Present the stretch of the records from the line containing "- **Target**: mountain range" through the line containing "[324,211,359,387]" as a numbered list, leaving out any blank lines.

-- BEGIN LISTING --

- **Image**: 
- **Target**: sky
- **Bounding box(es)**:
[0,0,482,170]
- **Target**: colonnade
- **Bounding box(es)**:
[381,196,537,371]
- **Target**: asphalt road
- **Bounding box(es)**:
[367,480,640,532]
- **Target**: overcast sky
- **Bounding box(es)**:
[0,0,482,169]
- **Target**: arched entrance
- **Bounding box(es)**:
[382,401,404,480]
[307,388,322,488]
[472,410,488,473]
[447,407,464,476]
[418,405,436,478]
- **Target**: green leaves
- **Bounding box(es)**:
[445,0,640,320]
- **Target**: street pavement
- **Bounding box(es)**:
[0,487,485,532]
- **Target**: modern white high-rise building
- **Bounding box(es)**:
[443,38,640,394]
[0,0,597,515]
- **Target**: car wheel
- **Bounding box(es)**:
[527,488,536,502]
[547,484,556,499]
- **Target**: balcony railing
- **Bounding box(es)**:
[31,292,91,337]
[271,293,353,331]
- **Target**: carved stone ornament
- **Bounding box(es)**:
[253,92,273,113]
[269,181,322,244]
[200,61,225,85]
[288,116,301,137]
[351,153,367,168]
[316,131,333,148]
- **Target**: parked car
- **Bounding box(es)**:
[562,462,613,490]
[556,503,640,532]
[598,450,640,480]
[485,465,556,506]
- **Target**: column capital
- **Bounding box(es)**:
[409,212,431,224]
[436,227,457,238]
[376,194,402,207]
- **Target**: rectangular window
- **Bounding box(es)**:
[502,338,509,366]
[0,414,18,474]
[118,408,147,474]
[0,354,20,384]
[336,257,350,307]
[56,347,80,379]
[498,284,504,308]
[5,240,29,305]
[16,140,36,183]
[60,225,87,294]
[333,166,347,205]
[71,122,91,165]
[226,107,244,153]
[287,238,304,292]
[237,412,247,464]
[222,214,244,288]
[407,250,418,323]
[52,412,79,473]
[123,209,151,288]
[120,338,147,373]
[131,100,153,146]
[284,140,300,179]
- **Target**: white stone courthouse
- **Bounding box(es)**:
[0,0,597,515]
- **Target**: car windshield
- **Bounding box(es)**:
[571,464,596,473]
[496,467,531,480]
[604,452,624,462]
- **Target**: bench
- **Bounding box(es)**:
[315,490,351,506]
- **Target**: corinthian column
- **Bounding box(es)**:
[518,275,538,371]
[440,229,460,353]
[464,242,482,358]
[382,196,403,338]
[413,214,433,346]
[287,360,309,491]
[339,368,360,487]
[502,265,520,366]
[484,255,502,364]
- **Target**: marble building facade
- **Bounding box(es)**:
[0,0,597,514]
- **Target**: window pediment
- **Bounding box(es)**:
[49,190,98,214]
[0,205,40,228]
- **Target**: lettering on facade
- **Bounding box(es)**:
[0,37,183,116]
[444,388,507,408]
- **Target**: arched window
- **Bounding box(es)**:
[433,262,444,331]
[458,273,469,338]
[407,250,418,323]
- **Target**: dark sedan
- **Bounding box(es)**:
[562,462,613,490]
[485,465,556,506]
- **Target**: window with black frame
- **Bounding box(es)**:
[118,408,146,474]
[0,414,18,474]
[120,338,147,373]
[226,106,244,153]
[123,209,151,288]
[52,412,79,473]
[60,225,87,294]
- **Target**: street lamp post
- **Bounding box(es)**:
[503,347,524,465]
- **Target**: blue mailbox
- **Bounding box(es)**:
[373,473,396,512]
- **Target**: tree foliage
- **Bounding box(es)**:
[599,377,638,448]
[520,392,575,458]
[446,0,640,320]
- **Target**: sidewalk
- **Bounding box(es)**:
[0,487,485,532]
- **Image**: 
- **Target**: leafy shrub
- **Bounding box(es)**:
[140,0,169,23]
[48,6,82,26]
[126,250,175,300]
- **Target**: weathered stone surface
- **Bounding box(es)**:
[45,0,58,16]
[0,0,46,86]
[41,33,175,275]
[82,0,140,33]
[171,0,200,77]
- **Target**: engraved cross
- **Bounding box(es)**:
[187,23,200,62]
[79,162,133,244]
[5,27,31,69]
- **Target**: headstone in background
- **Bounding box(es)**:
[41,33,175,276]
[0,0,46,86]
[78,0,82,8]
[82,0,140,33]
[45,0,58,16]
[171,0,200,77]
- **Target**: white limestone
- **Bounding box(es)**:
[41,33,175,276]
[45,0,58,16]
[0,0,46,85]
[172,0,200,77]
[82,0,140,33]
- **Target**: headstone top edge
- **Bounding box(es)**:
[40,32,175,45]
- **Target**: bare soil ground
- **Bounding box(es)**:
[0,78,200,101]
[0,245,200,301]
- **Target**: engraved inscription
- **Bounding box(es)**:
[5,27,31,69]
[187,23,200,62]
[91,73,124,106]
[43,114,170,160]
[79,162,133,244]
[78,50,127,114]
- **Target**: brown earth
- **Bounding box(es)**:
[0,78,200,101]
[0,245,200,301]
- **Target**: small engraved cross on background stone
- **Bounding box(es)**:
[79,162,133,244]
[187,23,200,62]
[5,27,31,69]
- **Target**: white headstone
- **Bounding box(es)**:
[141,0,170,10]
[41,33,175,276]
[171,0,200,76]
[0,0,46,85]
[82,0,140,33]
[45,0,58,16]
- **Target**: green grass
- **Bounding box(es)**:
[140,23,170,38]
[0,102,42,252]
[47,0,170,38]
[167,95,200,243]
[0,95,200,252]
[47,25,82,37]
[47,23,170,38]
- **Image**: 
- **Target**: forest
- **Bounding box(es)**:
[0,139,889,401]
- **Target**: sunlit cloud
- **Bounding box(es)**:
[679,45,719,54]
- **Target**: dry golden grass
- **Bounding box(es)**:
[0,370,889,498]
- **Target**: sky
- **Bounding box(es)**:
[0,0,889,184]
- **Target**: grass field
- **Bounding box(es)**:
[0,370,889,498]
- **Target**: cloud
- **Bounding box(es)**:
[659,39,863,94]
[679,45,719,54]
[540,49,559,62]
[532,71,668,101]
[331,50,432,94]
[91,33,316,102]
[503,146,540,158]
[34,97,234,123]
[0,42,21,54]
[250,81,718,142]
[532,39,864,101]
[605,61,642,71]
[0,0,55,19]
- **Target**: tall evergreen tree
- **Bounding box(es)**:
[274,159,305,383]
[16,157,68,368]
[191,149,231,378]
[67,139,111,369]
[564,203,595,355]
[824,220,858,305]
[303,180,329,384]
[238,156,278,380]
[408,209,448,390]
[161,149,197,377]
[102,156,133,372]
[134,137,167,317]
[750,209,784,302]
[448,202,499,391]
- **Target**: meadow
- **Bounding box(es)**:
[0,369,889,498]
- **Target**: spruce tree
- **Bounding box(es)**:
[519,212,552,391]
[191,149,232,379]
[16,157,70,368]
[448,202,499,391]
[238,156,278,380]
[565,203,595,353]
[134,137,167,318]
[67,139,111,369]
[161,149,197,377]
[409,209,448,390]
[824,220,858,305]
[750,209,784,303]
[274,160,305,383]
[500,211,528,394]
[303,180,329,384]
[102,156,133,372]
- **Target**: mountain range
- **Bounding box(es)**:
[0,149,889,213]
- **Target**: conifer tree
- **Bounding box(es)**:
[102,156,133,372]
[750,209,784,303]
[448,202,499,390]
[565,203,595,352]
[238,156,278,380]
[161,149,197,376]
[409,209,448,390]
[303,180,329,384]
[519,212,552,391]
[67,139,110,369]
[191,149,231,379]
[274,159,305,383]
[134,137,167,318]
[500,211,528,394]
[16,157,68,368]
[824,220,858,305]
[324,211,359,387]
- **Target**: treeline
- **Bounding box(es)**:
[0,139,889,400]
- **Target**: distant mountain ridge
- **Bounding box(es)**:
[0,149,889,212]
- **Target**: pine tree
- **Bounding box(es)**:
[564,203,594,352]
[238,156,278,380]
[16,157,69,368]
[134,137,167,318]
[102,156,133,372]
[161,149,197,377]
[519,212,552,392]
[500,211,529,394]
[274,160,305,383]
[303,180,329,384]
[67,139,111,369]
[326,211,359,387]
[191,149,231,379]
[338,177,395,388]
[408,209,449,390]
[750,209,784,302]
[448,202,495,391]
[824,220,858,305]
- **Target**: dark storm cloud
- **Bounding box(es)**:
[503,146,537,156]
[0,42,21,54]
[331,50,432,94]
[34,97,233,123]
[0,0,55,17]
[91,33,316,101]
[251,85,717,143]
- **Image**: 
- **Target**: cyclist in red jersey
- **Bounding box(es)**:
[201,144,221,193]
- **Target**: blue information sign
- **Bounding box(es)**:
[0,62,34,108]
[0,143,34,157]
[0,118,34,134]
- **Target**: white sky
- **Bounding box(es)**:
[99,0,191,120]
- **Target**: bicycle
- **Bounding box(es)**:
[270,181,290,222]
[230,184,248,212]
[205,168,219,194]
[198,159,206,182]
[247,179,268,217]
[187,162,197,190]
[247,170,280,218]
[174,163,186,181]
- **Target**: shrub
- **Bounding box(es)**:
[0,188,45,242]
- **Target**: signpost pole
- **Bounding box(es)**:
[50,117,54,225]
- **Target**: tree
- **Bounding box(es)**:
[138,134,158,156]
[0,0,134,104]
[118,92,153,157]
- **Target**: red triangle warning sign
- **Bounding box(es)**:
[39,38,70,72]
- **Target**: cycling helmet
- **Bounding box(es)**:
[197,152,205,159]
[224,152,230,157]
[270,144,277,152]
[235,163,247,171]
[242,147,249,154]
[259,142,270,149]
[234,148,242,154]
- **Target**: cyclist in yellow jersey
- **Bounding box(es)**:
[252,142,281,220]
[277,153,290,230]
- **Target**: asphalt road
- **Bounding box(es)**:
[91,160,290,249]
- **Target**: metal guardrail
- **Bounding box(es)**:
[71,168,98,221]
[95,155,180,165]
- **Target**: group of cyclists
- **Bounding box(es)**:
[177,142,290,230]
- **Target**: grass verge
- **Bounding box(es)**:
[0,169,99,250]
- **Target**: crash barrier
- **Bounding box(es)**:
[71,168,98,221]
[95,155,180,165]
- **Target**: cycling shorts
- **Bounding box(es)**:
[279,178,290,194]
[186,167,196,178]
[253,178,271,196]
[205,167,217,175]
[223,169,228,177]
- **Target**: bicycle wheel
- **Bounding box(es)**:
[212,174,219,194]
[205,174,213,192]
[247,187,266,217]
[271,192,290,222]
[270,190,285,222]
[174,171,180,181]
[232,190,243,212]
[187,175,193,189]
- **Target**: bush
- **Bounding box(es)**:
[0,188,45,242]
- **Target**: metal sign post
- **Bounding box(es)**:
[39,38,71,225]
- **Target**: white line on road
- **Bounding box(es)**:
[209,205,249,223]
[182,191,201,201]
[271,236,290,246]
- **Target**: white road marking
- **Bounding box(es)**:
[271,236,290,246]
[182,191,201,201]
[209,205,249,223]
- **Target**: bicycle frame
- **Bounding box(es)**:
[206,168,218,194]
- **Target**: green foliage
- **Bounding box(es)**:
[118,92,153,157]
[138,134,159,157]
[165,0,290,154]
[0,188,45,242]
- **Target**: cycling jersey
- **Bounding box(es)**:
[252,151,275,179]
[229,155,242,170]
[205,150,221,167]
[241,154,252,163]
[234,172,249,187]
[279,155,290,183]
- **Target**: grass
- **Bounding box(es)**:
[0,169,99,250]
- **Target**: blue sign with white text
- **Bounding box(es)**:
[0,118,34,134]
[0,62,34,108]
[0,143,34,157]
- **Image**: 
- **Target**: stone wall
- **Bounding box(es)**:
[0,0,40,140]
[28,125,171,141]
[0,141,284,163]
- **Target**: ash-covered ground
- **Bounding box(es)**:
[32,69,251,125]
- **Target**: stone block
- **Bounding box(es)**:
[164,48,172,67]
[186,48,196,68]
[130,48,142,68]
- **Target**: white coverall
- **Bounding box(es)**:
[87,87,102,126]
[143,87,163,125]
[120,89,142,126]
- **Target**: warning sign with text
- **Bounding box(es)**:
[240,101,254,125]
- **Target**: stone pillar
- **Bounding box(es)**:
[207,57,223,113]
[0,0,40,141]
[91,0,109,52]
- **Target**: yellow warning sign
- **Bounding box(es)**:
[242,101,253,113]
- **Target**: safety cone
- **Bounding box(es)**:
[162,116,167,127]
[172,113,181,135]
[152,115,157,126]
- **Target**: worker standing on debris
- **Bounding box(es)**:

-- END LISTING --

EXPECTED ANSWER ▸
1. - **Target**: mountain range
2. - **Bounding box(es)**:
3. [0,149,889,213]
4. - **Target**: conifer tree
5. - **Bounding box(es)**:
6. [102,156,133,372]
7. [750,209,784,303]
8. [448,202,499,390]
9. [565,203,595,352]
10. [238,156,278,380]
11. [161,149,197,376]
12. [409,209,448,390]
13. [303,180,329,384]
14. [519,212,552,391]
15. [67,139,110,369]
16. [191,149,231,379]
17. [274,159,305,383]
18. [134,137,167,318]
19. [500,211,528,394]
20. [16,157,68,368]
21. [824,220,858,305]
22. [324,211,359,387]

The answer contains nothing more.